Given task :: Revise the lines from the one containing "TARGET = foam net sleeve" through the final line, replacing "instance" with "occurrence" and leaving everything else unchanged.

Record list ::
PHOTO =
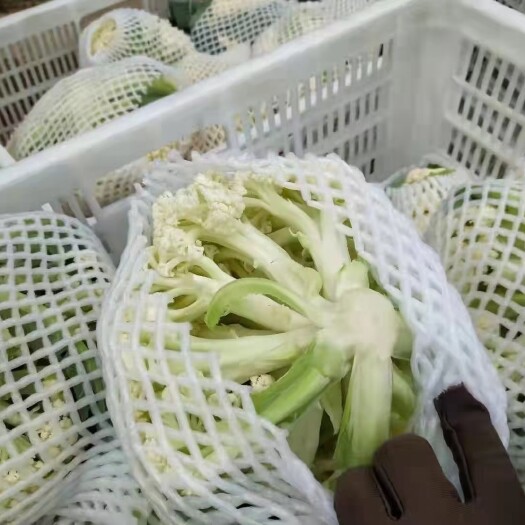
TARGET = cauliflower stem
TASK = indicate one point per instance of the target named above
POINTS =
(274, 289)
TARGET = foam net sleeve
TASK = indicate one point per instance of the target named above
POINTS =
(124, 33)
(227, 23)
(53, 275)
(90, 98)
(199, 451)
(479, 234)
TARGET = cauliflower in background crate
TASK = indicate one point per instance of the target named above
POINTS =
(418, 192)
(297, 20)
(124, 33)
(227, 23)
(90, 98)
(479, 234)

Solution ::
TARGET = foam net sleeve
TASK = indicate one point per occurrence of the target named above
POINTS =
(124, 33)
(227, 23)
(53, 275)
(90, 98)
(199, 451)
(479, 234)
TARGET = cauliflower in background crate
TASK = indicate one point per occurrence of the target named above
POINTS =
(418, 192)
(297, 20)
(124, 33)
(227, 23)
(90, 98)
(479, 234)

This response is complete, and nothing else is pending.